Rows —
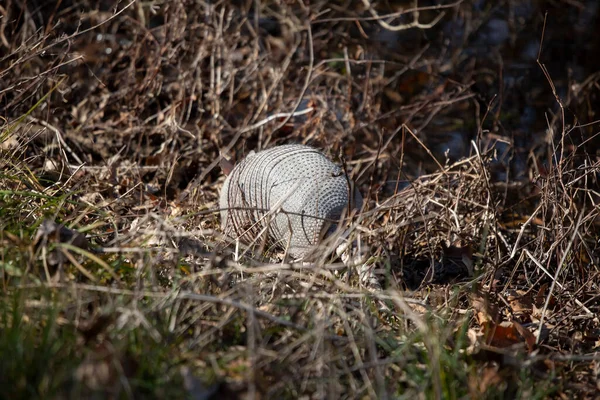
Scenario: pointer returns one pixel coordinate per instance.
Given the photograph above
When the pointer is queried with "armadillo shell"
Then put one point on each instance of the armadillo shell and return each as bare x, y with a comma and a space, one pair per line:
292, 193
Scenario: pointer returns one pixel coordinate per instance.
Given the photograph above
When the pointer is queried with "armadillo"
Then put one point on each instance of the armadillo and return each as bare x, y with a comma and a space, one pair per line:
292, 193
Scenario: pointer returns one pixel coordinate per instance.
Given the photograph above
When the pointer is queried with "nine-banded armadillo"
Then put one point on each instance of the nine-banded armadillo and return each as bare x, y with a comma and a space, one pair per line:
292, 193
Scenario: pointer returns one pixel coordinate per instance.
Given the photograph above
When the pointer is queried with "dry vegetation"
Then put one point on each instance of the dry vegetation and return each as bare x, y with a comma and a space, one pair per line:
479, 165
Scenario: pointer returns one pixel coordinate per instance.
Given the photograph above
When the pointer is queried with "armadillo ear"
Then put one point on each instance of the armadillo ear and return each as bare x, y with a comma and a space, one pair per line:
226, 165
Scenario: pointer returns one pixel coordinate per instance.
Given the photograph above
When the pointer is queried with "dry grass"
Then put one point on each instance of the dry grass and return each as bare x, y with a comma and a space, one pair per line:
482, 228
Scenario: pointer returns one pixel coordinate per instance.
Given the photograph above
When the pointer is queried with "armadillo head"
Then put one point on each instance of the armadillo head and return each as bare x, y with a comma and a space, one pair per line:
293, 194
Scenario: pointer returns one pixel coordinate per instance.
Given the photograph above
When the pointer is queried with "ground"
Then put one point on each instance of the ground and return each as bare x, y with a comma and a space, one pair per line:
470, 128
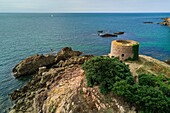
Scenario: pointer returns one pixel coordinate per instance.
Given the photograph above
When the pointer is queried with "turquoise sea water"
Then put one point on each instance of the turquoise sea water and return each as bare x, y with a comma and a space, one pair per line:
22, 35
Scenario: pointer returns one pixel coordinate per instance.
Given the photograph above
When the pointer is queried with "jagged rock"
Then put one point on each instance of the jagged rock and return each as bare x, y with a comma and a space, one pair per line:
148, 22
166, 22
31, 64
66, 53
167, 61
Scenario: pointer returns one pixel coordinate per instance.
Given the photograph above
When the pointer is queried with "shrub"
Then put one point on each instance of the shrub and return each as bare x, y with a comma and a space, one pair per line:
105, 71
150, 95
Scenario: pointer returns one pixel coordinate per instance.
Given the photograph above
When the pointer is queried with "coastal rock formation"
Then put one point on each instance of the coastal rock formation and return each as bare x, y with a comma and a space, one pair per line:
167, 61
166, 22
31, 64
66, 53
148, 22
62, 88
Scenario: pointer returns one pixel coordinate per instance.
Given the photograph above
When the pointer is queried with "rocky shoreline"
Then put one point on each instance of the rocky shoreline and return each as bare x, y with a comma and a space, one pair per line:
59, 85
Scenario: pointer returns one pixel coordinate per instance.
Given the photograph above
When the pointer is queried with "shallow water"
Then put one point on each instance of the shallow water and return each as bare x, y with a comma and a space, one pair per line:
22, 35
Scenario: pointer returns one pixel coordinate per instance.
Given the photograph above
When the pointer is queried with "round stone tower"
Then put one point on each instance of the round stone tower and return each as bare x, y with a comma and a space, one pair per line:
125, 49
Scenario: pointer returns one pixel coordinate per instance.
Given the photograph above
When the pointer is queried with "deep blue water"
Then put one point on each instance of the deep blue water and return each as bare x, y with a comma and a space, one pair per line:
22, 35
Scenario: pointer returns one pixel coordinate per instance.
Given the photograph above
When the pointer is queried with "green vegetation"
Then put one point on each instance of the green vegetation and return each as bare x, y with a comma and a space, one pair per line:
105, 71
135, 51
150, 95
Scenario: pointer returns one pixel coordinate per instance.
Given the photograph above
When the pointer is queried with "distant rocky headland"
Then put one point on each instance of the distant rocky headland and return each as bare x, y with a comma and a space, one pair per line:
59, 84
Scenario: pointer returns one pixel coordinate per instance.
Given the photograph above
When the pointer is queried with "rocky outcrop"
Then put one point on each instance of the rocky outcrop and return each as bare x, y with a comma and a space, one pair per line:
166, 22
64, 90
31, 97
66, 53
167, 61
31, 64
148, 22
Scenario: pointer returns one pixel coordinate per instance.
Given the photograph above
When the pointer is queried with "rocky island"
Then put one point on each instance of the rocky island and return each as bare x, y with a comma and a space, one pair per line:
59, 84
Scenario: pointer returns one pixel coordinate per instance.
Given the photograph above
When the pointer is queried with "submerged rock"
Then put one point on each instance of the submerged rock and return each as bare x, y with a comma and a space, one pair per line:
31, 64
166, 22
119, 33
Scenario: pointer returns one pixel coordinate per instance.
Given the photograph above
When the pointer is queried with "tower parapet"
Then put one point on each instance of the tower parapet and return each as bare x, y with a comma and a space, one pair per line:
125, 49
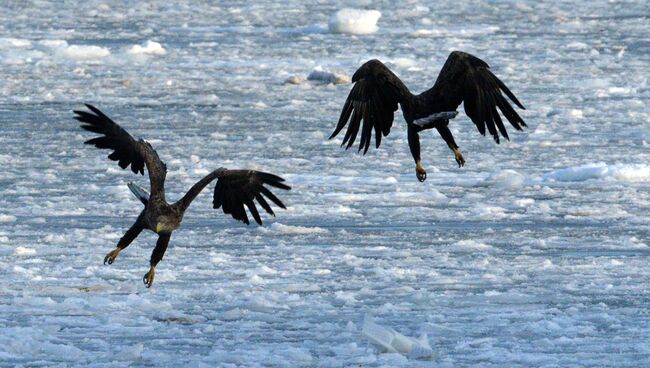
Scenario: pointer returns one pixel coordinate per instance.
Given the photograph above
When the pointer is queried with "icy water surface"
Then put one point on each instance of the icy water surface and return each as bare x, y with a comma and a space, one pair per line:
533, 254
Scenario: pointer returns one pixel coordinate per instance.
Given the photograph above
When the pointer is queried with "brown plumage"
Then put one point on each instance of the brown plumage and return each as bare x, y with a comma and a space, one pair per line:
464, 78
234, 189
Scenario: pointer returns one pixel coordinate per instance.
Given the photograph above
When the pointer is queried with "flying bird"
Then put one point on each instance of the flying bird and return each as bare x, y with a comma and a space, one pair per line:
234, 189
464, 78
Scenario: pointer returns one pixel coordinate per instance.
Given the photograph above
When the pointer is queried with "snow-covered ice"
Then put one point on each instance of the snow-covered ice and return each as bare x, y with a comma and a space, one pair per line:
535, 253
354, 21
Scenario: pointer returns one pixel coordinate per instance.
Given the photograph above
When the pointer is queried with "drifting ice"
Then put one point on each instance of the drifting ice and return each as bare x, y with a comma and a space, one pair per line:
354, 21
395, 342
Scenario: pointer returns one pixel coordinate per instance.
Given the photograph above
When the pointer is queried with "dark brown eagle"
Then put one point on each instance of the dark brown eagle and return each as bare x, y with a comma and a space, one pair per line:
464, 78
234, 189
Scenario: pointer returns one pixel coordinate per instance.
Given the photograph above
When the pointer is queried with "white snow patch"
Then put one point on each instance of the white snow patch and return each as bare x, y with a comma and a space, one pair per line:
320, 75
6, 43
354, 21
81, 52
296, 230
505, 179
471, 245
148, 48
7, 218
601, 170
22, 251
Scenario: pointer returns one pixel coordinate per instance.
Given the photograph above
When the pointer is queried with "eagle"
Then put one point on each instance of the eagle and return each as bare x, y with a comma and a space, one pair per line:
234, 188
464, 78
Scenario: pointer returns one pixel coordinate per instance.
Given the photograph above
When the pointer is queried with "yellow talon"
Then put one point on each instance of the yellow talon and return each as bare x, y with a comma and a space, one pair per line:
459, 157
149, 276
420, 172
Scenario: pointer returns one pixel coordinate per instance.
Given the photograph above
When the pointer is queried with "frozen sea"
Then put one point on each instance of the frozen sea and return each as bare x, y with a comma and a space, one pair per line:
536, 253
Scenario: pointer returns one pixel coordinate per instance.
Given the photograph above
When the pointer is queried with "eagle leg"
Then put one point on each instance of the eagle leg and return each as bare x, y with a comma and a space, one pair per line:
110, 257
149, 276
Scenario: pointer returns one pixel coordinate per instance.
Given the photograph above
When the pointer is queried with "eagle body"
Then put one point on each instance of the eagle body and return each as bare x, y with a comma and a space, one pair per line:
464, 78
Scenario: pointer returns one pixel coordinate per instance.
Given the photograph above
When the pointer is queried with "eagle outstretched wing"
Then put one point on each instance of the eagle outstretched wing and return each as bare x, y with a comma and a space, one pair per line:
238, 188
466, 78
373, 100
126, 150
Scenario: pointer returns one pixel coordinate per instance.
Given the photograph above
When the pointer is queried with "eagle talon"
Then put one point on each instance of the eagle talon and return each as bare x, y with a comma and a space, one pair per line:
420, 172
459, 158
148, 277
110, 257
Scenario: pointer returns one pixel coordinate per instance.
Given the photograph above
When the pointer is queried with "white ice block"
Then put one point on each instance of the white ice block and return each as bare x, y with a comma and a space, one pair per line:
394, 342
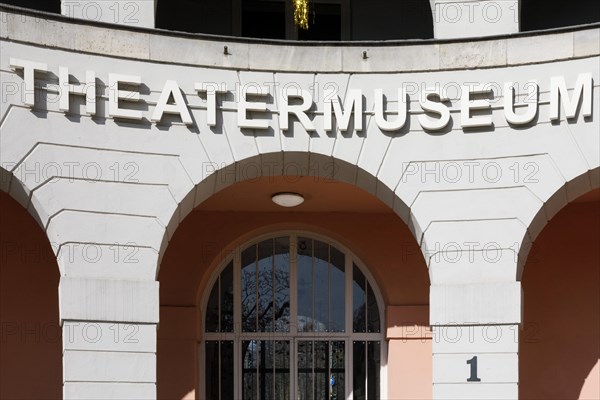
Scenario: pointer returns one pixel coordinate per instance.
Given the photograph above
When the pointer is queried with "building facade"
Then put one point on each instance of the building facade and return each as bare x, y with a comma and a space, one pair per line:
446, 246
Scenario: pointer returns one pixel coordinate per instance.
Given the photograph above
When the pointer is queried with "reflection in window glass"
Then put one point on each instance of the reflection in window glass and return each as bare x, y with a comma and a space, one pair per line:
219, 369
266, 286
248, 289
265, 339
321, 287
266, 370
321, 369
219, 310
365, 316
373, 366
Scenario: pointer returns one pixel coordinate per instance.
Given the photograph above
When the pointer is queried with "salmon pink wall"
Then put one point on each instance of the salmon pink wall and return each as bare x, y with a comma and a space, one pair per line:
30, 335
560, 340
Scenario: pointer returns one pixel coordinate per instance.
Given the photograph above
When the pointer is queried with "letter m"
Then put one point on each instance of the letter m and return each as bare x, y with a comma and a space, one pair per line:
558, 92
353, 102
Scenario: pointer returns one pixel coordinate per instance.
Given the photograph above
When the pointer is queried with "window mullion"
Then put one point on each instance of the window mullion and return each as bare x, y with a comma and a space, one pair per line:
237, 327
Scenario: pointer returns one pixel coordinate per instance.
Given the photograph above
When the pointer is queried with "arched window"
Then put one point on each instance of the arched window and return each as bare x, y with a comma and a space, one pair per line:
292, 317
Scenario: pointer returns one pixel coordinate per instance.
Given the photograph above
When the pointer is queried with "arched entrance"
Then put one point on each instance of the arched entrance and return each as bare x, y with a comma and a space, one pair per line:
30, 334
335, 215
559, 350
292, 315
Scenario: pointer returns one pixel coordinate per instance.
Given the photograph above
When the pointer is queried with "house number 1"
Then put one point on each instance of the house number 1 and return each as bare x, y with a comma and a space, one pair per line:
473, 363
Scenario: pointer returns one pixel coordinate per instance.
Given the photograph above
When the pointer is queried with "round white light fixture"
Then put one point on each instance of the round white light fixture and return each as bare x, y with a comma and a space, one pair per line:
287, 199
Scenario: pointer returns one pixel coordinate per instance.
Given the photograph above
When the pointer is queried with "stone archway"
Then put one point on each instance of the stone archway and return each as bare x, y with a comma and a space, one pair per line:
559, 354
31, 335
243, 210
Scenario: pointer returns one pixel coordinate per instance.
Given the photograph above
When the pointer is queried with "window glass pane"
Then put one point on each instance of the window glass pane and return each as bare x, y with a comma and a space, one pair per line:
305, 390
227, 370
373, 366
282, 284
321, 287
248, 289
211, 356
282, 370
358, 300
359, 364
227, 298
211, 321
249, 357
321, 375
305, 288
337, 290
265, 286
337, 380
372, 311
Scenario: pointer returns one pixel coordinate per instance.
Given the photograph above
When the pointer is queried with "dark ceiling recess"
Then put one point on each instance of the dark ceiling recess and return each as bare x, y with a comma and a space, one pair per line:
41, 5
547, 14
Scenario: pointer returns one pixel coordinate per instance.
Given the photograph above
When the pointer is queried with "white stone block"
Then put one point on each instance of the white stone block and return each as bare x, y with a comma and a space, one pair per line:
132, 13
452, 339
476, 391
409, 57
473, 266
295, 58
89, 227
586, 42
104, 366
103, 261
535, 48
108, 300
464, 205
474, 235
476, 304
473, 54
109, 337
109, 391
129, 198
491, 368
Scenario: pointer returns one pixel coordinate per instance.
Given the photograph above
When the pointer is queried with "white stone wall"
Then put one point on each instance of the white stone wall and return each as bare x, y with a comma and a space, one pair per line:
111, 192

Set task — Pull out each line of the items above that contains the string "salmon", and copy every such line in full.

Answer for the task —
When the pointer is queried with "salmon pink wall"
Then put one point on each instance of the salmon pink wall and return each as bare x, y with a comma and a space, one pair per line:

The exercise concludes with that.